-- Exercise brief --
Every entry below should be copied exactly, minus the pictures.

Segment Start: Provided material

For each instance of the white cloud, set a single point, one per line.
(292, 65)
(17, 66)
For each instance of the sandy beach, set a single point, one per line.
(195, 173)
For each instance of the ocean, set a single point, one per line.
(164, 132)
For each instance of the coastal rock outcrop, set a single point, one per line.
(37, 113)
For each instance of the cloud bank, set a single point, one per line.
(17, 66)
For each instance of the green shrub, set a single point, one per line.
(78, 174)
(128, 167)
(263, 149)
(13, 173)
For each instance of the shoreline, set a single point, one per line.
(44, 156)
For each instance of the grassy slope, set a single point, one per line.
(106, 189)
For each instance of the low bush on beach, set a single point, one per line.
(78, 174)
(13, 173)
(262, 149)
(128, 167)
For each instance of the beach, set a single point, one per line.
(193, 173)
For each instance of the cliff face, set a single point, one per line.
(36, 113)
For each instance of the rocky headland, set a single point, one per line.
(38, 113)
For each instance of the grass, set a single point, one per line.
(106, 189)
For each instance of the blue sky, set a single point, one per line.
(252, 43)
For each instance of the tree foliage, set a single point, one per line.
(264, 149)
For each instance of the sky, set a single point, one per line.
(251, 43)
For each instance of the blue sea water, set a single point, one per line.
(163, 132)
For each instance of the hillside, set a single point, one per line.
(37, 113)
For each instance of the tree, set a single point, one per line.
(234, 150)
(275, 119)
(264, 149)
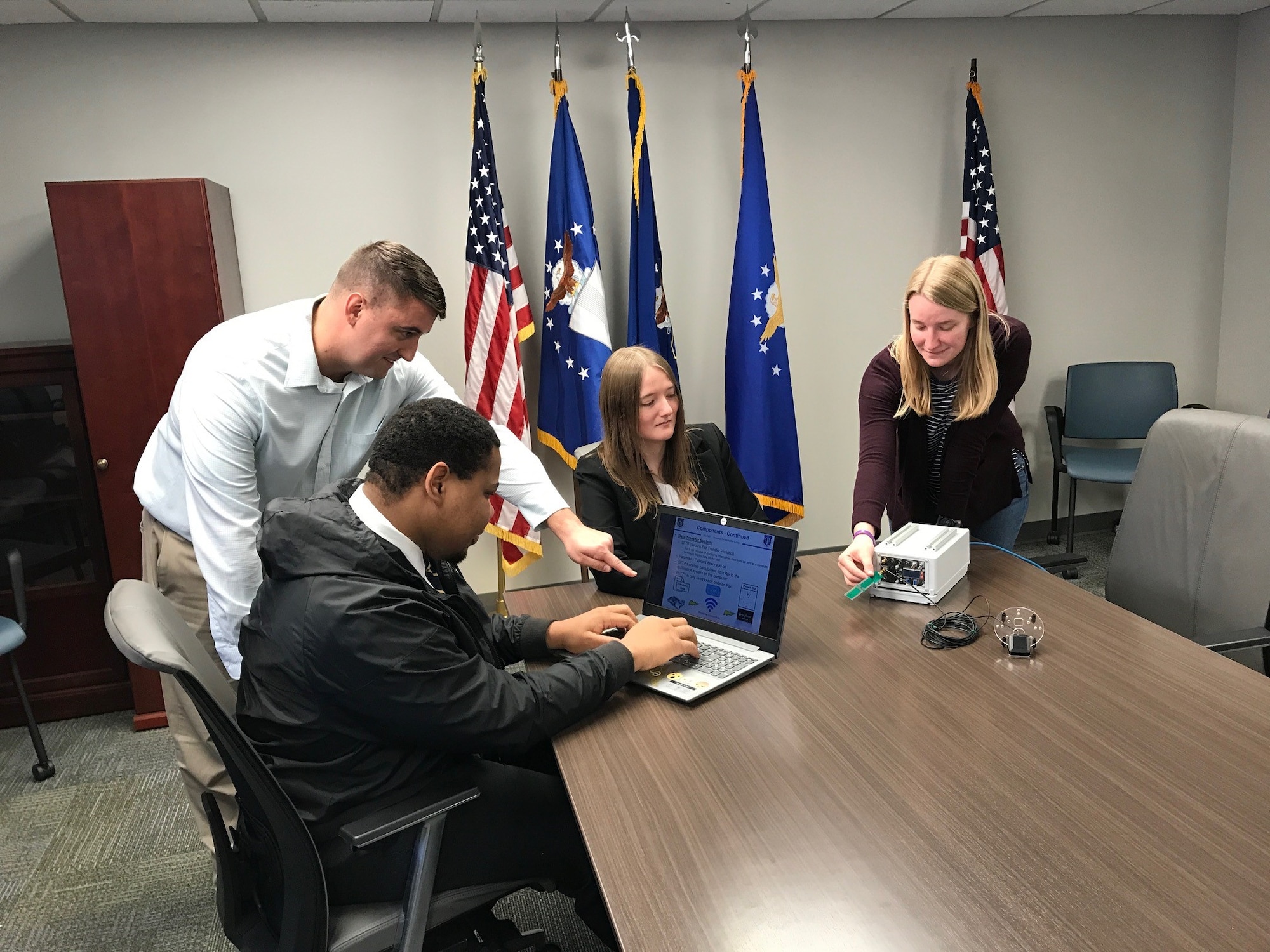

Segment End: Provided material

-- Response area --
For each instance of the white cloud, set a single point, one per line.
(292, 65)
(17, 66)
For each instance of the sandy beach, set a single point, one per line.
(195, 173)
For each instance of the ocean, set a single point, one per line.
(164, 132)
For each instance of the coastal rock outcrop, set a single point, one per line.
(37, 113)
For each instance of the cloud bank, set a single point, one per line.
(17, 66)
For each instance of the green shrub, set a single point, one per line.
(78, 174)
(128, 167)
(263, 149)
(13, 173)
For each instance of the shoreline, set a single point, one per line.
(44, 156)
For each instance of the grassy slope, set a single point, one per line.
(106, 189)
For each instance of the low bush on beach, set a single point, one per line.
(78, 174)
(13, 173)
(262, 149)
(128, 167)
For each instance of the beach, set a single point, one per line.
(193, 173)
For each instance of the cliff face, set a single point, one per line.
(36, 113)
For each instance of the rocky headland, set a single point, one per line.
(38, 113)
For each instance of the grass, set a single point, one per line.
(106, 189)
For each instance of the blue sky, set a single point, one per line.
(252, 43)
For each instance of the tree foliage, set a single point, one per line.
(264, 149)
For each instance of the sky, set a single point, one per line.
(251, 43)
For each instance of the blue sea water, set a single point, one per line.
(163, 132)
For each instance of the hillside, set a single point, one per line.
(37, 113)
For each instance of the tree, set a single point, one per line.
(234, 150)
(275, 119)
(264, 149)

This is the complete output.